Calgary: Oil bulls are rebuilding their positions, but it will probably take some major news to shake the market out of its current mood and trigger a sustained rally.
Money managers boosted their net-long position on West Texas Intermediate crude for the first time since mid-September in the week ended Oct. 22, data released Friday show. Those bets are still at half the level they reached last month, though, while short-selling wagers have tripled in that period.
That signals there’s still a lot of scepticism in the market, despite crude’s 5.4 per cent gain this week. But it also shows there’s growing support for a meaningful rally once short-sellers start unwinding their positions. It’s just that they don’t seem to have a reason to do that yet.
“We had some events recently that were unusual, including the unprecedented attacks on Saudi Arabia,” said Stewart Glickman, an analyst at CFRA Research Inc. “The market saw a quick uptick but then shrugged it off a bit pretty quickly.”

Natural-language descriptions of regions:
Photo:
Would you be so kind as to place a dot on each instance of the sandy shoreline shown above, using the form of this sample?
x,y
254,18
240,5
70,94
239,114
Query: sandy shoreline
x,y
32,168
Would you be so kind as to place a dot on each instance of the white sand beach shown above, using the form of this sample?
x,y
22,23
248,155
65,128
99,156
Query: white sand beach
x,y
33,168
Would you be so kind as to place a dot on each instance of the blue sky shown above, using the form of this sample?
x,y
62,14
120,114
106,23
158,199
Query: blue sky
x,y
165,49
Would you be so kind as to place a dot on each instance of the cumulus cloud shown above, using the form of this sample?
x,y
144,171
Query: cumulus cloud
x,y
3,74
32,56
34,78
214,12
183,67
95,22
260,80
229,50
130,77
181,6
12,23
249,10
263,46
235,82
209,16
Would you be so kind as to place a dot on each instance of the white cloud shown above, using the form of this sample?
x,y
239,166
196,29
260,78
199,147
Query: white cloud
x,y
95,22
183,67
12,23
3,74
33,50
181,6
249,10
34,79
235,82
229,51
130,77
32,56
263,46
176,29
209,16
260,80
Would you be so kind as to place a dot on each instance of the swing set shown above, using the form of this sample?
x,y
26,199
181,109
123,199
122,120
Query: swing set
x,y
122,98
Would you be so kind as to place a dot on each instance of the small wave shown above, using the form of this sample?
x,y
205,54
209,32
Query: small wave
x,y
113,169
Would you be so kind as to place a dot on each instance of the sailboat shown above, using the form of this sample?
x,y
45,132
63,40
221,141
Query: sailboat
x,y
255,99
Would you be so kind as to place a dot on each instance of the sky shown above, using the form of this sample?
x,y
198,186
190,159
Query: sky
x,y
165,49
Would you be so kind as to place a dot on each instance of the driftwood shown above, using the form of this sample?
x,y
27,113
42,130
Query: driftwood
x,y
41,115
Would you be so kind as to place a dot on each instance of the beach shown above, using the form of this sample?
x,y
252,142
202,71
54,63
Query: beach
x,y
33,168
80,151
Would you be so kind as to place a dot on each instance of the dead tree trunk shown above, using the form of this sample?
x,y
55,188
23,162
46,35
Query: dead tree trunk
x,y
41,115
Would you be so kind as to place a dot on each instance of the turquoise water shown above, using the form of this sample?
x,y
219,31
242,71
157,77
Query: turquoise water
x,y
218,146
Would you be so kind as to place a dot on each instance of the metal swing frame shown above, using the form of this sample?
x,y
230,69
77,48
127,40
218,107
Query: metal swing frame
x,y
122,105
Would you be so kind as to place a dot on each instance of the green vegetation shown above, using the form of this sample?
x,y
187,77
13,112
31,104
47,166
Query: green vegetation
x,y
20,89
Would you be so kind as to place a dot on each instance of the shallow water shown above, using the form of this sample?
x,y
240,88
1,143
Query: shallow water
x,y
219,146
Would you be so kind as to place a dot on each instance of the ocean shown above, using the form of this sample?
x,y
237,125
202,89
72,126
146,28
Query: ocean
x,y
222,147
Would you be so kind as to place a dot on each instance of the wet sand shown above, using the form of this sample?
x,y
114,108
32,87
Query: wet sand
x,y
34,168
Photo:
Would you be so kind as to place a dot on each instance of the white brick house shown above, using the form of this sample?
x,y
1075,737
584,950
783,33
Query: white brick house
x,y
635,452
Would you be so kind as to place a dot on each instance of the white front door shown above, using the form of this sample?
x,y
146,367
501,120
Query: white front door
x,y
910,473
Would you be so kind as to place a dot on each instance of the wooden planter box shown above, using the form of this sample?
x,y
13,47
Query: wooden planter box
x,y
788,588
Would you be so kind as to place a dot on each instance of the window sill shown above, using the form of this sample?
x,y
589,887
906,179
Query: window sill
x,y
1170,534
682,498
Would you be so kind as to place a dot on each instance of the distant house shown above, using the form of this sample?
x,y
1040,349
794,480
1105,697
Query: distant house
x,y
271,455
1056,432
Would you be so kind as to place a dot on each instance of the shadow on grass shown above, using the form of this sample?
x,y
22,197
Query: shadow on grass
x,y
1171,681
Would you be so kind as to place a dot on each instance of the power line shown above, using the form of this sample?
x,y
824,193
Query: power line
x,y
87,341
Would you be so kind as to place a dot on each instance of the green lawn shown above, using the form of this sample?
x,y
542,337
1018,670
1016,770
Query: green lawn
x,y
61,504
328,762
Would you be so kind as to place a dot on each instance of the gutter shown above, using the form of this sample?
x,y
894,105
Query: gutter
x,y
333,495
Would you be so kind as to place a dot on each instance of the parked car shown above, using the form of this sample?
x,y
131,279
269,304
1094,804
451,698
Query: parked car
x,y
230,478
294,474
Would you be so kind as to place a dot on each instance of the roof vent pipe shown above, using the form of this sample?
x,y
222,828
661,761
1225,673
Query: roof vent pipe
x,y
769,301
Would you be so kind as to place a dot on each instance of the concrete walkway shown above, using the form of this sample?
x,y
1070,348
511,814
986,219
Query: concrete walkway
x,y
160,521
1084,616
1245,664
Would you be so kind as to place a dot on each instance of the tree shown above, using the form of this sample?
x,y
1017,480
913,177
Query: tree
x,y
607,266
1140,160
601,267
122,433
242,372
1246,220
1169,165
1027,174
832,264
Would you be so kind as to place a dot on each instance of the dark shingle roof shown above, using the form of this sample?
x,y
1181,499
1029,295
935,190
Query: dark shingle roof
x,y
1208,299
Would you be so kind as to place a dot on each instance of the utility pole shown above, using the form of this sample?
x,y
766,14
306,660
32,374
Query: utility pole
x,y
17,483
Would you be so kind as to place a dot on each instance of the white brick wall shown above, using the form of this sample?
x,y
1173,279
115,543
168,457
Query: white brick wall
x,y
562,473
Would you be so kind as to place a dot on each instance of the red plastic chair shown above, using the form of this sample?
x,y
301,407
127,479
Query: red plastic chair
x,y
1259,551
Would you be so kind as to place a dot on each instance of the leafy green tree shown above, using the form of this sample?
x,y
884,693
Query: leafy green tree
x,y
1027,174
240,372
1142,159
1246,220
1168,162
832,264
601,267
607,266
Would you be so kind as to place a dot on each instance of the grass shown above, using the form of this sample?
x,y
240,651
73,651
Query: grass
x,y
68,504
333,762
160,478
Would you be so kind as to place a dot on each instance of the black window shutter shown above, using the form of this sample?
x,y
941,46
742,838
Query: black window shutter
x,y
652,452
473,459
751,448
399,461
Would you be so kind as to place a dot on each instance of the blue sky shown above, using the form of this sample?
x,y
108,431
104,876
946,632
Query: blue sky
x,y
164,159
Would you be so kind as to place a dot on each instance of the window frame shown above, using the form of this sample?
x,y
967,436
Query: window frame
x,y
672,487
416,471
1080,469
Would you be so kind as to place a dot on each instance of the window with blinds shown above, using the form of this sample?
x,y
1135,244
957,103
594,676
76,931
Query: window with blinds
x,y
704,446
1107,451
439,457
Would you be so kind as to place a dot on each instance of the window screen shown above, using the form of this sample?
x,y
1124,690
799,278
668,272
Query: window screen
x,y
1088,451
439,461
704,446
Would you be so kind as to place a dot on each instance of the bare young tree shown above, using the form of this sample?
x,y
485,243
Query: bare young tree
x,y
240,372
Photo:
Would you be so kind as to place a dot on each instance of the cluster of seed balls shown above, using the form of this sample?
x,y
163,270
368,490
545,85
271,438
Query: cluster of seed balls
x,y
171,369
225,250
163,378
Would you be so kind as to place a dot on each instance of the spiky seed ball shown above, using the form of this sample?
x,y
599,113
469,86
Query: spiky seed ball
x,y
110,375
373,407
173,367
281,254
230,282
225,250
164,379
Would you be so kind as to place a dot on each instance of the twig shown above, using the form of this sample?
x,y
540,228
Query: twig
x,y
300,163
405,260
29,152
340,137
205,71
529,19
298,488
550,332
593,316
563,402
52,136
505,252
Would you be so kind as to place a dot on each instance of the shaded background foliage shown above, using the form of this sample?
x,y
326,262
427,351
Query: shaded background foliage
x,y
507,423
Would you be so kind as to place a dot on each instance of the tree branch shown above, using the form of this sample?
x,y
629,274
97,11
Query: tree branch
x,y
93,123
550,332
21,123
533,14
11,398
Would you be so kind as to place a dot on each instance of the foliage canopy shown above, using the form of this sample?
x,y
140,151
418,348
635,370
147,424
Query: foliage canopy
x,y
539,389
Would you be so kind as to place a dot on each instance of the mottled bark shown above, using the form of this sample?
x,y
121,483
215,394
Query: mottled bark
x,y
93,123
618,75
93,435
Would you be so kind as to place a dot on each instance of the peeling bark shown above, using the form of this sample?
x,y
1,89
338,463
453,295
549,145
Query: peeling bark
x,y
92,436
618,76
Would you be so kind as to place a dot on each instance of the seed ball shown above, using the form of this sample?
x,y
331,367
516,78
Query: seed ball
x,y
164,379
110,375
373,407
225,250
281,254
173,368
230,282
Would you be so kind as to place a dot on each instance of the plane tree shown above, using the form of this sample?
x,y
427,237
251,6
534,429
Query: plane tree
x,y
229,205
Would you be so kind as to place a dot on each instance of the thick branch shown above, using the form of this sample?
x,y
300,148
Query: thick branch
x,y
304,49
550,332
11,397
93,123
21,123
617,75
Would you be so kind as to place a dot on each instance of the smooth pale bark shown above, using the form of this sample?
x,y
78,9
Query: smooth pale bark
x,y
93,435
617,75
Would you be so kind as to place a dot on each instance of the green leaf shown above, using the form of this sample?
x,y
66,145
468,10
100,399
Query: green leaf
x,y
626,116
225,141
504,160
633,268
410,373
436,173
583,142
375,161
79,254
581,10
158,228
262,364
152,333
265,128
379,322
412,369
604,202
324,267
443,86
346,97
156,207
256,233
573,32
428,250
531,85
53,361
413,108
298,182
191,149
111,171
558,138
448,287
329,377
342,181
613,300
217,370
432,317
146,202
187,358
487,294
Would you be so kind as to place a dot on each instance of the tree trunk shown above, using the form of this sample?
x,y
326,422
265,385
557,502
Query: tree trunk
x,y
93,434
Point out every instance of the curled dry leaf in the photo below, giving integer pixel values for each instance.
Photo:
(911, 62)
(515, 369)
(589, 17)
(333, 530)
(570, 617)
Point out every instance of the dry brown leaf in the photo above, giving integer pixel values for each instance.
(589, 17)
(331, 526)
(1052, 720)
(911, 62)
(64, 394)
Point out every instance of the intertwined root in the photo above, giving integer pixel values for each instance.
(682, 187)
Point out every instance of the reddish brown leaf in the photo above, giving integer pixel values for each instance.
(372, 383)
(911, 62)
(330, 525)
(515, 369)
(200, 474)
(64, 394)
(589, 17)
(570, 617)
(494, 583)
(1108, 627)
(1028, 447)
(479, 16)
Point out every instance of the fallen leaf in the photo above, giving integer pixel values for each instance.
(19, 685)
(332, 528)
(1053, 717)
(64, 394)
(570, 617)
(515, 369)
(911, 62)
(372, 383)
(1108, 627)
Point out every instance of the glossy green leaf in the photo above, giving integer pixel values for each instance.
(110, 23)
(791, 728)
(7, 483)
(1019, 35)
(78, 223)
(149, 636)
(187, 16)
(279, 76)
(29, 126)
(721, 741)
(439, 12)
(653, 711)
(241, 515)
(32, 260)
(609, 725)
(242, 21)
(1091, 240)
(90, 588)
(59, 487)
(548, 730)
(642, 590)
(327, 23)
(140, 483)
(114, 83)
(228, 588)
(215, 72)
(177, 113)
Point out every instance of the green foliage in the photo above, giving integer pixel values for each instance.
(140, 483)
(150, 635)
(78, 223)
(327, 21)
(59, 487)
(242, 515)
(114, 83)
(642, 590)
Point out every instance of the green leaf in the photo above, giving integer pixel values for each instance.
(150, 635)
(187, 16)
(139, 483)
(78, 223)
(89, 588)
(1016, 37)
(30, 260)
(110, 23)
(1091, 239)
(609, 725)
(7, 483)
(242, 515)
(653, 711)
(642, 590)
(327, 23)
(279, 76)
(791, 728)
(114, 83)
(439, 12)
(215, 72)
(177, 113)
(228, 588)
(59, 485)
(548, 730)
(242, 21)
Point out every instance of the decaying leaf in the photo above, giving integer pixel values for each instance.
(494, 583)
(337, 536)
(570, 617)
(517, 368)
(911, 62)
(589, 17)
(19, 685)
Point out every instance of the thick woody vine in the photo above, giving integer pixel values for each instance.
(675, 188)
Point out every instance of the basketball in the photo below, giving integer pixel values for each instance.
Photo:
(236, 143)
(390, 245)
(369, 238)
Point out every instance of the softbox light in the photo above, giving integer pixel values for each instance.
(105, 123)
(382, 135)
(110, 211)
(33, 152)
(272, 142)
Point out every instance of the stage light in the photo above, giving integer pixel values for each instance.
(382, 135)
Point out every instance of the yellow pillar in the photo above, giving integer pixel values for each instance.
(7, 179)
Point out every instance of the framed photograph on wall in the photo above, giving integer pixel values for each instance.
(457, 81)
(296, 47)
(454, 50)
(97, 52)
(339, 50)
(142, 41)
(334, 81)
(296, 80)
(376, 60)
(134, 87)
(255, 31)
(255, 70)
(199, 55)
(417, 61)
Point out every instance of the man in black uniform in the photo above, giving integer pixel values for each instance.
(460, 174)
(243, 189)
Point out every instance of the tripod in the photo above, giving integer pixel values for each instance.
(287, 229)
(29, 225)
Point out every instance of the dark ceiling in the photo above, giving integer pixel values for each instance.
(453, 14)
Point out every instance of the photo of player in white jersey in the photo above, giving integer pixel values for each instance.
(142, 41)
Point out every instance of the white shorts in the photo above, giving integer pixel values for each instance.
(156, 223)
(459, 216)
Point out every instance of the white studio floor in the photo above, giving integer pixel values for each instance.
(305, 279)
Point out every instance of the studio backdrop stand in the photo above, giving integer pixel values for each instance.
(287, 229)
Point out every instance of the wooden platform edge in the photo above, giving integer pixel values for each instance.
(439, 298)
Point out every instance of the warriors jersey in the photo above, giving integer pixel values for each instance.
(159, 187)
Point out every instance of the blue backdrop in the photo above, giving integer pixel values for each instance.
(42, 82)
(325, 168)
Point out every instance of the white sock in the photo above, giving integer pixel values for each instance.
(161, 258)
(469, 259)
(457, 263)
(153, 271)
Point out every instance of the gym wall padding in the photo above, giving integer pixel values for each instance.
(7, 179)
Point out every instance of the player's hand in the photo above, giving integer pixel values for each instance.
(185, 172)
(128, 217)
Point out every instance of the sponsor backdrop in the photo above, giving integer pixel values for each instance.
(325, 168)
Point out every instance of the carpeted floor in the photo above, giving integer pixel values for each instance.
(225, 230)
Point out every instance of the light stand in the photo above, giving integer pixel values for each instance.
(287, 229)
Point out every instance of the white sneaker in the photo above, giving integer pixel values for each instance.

What you will do:
1. In the oil market article, what research firm is Stewart Glickman an analyst at?
2. Continue the oil market article from its last sentence.

Answers for this exercise:
1. CFRA Research Inc.

2.
This week was marked by news of a decline in US crude stockpiles, a brief shutdown of a critical pipeline and signs of progress on US-China trade talks. The market has seen similar pieces of bullish news over the past few months that weren’t enough to dispel uncertainty over demand in the face of growing supplies.
“Every other day, it seems like we get a new statement from the [Trump] administration related to the trade talks,” said Gene McGillian, manager of market research at Tradition Energy. “We’ve gone down this road too many times.”
Money managers’ WTI net-long position, or the difference between bullish and bearish bets, rose 8.5 per cent to 93,856 futures and options, according to US Commodity Futures Trading Commission data. That compares with more than 200,000 about a month ago.
Long-only bets rose 9.3 per cent, while short positions climbed 10 per cent. Short-selling is near a peak reached in January, before massive short covering through the end of April helped support crude’s rally during the first four months of the year.